=== EXERCISE AIM ===
Rewrite the passage on creative careers between "Despite never being" and "the playing field.", inclusive, replacing "cinema" with "movie theater".

+++ PROVIDED PASSAGE

Despite never being able to accurately explain to my kids what I do for a living (the closest I got was to say my job is to walk around persuading people to agree with me), both want to pursue creative careers. My dream is for them end up working on the same film project, albeit in different departments, just so I can go to the cinema to whistle and holler at the credits.
They’ve asked me how I got my start and I’ve told them my story of persistence and luck* but I’m not sure it’s as relevant or instructional today. The rules have changed, the competition is fierce and, to be honest, I’m not sure I recognise the playing field.
In the spirit of Jack Sparrow, I offer what are ‘more like guidelines’ for young people (or people of any age, really) who have their heart set on a job in the creative industries.
You're going to need education. But is the juice worth the squeeze?

++++++
+++ DATASET EXTRACT

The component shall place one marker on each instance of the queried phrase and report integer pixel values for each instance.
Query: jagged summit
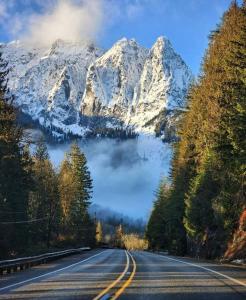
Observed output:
(64, 85)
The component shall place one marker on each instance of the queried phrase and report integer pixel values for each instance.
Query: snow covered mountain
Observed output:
(74, 88)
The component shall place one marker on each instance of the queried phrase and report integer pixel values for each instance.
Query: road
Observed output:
(118, 274)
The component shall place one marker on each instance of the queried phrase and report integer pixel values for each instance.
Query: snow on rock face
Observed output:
(112, 78)
(57, 86)
(162, 87)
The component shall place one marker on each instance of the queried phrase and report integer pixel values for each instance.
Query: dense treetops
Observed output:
(207, 193)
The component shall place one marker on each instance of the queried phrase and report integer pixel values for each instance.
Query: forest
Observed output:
(201, 209)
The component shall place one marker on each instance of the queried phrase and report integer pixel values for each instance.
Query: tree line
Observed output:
(198, 210)
(40, 207)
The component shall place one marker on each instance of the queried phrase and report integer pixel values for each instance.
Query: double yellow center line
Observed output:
(114, 283)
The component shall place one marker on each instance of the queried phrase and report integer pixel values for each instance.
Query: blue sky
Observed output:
(187, 23)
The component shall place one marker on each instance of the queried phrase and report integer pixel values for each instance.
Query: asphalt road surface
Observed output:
(118, 274)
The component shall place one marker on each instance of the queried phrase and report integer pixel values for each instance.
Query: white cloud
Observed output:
(66, 20)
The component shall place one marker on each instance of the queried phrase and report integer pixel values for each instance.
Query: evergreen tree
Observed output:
(44, 202)
(99, 233)
(75, 187)
(15, 177)
(207, 192)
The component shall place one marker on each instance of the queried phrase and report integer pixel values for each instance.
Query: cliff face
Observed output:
(127, 86)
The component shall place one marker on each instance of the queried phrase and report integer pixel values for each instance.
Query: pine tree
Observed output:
(75, 187)
(44, 201)
(15, 177)
(99, 233)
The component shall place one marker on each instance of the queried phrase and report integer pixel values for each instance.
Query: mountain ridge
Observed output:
(127, 86)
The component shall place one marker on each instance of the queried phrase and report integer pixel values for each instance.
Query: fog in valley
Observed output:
(125, 173)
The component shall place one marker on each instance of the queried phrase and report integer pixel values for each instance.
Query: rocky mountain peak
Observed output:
(61, 87)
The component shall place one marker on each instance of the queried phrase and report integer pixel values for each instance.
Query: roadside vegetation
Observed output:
(40, 207)
(202, 211)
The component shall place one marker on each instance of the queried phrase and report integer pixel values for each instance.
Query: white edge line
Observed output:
(207, 269)
(47, 274)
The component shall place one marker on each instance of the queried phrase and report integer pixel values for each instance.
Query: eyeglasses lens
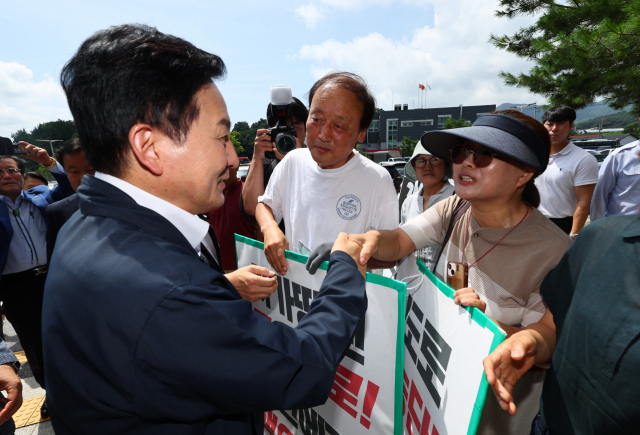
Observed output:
(481, 157)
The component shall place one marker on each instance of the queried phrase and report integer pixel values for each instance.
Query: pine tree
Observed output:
(583, 49)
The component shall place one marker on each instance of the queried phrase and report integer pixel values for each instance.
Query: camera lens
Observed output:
(285, 143)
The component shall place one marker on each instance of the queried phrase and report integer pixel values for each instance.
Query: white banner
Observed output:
(445, 344)
(366, 398)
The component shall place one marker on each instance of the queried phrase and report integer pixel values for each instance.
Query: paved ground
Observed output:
(30, 387)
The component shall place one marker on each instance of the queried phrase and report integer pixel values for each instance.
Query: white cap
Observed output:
(281, 95)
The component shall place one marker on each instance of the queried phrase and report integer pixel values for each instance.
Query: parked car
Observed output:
(394, 173)
(605, 152)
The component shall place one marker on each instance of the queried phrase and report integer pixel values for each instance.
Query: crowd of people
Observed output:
(135, 319)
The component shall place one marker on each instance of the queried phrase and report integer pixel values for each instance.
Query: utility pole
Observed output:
(50, 143)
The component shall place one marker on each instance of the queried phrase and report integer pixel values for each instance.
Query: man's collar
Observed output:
(192, 228)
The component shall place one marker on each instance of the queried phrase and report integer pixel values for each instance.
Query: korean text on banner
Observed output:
(445, 344)
(366, 398)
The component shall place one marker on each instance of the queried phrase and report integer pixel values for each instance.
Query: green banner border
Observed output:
(484, 321)
(398, 286)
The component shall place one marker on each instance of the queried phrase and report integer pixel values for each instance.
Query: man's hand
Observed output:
(506, 365)
(469, 298)
(369, 244)
(253, 282)
(37, 154)
(261, 144)
(351, 248)
(275, 244)
(10, 382)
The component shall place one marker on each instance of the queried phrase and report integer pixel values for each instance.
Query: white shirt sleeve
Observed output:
(272, 196)
(388, 208)
(586, 171)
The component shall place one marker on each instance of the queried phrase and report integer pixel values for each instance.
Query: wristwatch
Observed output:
(52, 164)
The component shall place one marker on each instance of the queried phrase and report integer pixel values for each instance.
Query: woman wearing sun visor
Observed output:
(501, 239)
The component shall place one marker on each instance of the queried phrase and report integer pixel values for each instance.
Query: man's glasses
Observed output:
(9, 171)
(433, 161)
(481, 157)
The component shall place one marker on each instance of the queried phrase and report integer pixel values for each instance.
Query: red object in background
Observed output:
(228, 220)
(346, 388)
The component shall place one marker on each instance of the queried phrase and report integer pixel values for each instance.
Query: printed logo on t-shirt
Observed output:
(349, 207)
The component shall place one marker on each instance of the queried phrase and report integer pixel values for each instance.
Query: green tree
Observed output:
(583, 49)
(407, 146)
(455, 123)
(247, 134)
(633, 128)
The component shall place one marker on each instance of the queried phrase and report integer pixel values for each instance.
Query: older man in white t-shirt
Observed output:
(327, 188)
(566, 186)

++++++

=== COMPLETED TASK ===
Despite never being able to accurately explain to my kids what I do for a living (the closest I got was to say my job is to walk around persuading people to agree with me), both want to pursue creative careers. My dream is for them end up working on the same film project, albeit in different departments, just so I can go to the movie theater to whistle and holler at the credits.
They’ve asked me how I got my start and I’ve told them my story of persistence and luck* but I’m not sure it’s as relevant or instructional today. The rules have changed, the competition is fierce and, to be honest, I’m not sure I recognise the playing field.